**DATA**
------------------------------------------------------------------------

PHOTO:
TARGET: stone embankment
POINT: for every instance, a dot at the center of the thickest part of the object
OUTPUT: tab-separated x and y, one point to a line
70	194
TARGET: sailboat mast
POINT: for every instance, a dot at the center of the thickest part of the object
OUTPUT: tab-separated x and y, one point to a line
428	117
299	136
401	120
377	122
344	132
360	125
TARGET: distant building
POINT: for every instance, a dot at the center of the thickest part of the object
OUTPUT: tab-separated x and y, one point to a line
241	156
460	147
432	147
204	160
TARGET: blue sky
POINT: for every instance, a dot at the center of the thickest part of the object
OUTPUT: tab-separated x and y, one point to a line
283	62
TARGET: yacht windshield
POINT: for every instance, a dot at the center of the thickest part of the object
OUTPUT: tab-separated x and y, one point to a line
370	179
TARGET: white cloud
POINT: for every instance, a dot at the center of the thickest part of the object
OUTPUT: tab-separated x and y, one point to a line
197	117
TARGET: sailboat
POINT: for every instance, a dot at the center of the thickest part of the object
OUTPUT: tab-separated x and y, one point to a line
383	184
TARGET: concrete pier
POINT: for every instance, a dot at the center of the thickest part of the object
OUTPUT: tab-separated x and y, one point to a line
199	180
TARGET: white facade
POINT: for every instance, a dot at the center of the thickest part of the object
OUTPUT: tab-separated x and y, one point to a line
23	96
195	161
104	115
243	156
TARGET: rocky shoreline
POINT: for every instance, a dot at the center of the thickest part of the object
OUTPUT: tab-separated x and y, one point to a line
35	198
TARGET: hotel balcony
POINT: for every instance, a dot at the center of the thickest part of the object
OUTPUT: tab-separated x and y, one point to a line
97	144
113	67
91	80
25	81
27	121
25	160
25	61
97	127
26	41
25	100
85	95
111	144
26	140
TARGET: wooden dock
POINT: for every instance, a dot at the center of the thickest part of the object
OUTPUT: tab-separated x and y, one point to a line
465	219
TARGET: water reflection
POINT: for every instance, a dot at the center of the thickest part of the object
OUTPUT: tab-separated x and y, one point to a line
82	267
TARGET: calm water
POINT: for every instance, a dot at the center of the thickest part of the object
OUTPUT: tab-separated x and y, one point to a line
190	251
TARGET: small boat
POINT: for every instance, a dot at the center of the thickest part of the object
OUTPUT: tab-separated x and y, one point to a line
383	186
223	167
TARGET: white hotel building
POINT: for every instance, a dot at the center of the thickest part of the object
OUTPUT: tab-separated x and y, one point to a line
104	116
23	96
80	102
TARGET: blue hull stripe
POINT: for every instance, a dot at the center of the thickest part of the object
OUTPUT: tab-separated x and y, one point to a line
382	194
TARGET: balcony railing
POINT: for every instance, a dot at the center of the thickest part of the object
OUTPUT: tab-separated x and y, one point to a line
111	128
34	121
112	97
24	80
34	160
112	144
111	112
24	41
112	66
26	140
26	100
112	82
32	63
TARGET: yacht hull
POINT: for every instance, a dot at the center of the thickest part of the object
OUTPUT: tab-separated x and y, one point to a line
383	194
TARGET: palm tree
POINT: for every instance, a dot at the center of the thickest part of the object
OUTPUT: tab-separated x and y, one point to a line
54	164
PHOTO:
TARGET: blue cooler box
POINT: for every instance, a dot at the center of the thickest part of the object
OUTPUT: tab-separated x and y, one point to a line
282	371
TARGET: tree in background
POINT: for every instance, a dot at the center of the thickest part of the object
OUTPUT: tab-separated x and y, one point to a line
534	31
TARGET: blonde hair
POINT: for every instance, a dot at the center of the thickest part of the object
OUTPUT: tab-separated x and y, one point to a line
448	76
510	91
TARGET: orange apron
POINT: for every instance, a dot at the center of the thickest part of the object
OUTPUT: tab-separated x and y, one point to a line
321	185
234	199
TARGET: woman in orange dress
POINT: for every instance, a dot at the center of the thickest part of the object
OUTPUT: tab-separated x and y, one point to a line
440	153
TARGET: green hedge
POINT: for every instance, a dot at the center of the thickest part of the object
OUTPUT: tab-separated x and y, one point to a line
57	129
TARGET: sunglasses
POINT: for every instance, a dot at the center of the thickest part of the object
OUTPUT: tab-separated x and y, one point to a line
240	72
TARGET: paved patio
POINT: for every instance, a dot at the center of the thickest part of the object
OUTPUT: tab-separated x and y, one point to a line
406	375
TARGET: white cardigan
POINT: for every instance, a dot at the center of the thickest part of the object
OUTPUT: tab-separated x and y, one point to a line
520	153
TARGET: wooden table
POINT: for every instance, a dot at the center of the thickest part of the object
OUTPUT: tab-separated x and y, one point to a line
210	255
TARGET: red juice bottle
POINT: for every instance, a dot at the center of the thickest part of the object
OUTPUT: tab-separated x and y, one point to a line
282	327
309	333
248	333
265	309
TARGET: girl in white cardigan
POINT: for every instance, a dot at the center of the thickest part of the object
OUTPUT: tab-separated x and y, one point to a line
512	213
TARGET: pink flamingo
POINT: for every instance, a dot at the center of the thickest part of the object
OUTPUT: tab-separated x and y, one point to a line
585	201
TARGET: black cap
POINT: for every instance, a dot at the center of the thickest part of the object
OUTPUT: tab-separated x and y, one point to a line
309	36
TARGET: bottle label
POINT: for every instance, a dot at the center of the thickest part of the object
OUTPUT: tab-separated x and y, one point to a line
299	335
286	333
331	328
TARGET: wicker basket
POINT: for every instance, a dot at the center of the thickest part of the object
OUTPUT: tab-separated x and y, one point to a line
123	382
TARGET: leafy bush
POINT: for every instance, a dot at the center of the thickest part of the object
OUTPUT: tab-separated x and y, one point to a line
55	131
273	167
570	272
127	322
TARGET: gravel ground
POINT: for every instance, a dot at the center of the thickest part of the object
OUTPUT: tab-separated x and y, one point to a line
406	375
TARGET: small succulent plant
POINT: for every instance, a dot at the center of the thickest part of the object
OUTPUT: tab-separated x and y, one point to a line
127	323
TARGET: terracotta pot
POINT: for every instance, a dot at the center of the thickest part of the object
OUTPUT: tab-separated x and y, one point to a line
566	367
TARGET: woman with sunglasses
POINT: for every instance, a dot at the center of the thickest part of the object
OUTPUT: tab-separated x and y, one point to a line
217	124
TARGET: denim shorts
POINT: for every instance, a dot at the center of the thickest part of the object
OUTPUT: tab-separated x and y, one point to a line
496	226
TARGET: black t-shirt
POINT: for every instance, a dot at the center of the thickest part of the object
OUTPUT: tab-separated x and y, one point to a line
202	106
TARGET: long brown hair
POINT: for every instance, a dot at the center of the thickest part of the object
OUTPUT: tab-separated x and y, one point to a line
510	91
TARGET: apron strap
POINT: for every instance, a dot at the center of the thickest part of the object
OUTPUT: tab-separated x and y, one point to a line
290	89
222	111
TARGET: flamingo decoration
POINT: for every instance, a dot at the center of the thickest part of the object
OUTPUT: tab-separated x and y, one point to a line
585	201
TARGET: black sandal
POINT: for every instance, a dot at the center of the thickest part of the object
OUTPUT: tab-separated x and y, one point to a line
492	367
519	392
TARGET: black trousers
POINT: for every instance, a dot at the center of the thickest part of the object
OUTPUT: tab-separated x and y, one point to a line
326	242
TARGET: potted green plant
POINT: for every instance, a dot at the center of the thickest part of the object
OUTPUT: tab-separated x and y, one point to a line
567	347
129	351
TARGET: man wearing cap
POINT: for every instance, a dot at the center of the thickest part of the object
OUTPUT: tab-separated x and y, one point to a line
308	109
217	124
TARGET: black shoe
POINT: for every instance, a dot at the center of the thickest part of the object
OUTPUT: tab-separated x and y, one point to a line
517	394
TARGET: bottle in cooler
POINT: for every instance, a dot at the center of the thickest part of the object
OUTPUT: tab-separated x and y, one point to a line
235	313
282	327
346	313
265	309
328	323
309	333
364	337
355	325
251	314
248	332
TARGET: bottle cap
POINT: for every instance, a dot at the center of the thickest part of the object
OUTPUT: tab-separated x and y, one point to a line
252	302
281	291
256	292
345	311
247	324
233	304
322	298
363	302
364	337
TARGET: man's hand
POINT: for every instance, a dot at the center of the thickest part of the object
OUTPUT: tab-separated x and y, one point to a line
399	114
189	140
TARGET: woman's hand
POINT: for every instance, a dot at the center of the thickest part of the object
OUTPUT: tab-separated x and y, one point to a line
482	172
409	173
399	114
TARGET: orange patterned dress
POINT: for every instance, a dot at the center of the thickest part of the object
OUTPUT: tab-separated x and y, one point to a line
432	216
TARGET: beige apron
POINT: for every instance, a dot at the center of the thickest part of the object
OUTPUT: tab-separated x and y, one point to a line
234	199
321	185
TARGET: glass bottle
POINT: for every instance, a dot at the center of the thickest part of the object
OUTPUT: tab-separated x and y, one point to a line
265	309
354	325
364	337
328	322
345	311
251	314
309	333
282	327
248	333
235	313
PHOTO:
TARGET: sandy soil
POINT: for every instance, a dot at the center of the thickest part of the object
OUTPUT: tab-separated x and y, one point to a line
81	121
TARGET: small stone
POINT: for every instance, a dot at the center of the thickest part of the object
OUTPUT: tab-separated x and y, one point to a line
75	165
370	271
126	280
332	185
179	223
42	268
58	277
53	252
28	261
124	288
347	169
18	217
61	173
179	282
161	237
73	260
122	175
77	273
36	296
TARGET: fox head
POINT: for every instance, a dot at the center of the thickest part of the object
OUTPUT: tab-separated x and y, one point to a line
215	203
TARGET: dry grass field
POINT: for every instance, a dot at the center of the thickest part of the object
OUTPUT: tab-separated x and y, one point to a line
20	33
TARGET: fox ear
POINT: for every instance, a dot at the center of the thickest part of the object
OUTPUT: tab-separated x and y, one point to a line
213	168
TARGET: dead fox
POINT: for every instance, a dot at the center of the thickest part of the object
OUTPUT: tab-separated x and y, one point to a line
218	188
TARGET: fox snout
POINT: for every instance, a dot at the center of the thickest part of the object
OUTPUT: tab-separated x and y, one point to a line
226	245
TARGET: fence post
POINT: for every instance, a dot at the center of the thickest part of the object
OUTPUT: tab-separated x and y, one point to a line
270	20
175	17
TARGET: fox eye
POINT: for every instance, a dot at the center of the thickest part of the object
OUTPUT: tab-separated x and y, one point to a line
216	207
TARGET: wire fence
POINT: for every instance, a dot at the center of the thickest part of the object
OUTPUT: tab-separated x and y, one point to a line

------------------------------------------------------------------------

**REQUIRED ACTION**
All lines from the one containing "TARGET: dead fox" through the end of the listing must be transcribed exactly. No other lines belong in the answer.

**ANSWER TO THIS PROBLEM**
TARGET: dead fox
POINT: for every instance, a dot at the center of the thickest part of the object
OUTPUT: tab-separated x and y, one point to a line
218	188
TARGET: fox snout
POINT: for every instance, a dot at the center of the thickest part of the object
OUTPUT: tab-separated x and y, one point to a line
226	245
TARGET: fence post
POINT: for every instance, a dot at the center of the thickest part of the object
OUTPUT: tab-separated x and y, one point to a line
270	20
175	17
TARGET: fox eye
POINT: for every instance, a dot at the center of the thickest part of the object
OUTPUT: tab-separated x and y, one point to a line
216	207
TARGET: wire fence
POINT: for every instance, a dot at the center of the thickest part of the object
OUTPUT: tab-separated x and y, one point to a line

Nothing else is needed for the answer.